Return copies of the lines below that mention "cliff".

=== Extracted material ===

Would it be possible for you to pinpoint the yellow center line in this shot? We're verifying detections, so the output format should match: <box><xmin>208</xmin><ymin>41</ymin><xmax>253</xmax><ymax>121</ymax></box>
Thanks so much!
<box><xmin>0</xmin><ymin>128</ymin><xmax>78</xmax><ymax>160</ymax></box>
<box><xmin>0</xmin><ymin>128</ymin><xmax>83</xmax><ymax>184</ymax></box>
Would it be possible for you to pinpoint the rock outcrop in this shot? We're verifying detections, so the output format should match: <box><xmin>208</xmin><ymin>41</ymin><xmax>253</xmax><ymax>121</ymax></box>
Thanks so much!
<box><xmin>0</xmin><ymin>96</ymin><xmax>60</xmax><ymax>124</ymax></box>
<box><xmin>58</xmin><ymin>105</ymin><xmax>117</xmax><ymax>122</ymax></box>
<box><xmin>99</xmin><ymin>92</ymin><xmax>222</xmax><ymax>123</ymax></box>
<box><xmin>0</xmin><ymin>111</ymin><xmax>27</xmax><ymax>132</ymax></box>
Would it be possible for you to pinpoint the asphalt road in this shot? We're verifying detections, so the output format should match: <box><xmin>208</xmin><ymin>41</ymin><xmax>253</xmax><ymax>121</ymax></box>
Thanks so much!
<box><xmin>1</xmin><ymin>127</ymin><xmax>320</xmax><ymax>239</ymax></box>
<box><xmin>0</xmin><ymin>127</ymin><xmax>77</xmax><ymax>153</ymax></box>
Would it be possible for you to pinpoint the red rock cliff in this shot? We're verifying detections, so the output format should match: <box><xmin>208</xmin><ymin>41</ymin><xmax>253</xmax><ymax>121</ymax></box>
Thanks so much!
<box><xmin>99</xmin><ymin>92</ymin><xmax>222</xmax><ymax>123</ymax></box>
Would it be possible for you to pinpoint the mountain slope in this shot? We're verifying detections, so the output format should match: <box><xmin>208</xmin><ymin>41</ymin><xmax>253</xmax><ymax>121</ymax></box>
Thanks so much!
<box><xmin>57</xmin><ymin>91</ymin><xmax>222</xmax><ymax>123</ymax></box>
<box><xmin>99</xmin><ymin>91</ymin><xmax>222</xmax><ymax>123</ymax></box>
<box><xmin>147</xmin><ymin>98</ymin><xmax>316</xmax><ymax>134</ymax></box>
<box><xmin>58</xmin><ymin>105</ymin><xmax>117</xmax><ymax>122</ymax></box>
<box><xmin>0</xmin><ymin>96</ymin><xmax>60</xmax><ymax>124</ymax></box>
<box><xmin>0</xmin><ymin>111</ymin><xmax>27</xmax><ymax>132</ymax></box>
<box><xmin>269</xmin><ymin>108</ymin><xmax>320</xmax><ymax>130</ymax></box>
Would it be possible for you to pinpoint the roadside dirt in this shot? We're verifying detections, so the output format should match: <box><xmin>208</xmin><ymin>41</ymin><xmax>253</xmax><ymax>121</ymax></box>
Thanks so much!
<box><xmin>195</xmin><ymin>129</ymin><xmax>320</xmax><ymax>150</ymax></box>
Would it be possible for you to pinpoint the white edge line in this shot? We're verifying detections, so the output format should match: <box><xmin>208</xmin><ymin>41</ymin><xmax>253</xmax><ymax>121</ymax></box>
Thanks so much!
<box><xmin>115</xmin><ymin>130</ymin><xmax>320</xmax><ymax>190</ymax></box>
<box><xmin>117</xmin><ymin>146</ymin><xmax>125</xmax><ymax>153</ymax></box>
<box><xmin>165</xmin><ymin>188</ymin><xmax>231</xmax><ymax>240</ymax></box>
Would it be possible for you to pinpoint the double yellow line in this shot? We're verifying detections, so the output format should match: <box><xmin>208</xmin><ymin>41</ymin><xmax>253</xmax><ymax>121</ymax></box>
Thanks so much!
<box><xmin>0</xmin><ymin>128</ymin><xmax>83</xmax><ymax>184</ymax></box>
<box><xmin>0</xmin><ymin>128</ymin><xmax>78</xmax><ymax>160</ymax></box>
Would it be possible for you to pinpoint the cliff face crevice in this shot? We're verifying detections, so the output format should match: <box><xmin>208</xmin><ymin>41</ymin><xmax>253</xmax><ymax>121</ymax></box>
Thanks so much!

===

== Result of this task ==
Would it be possible for you to pinpoint the red rock cliff in this shot? We're verifying detections, so the output format should match: <box><xmin>208</xmin><ymin>41</ymin><xmax>253</xmax><ymax>121</ymax></box>
Would it be possible for you to pinpoint the cliff face crevice in this shot? We're verifying detections, so the output format should match: <box><xmin>208</xmin><ymin>41</ymin><xmax>253</xmax><ymax>121</ymax></box>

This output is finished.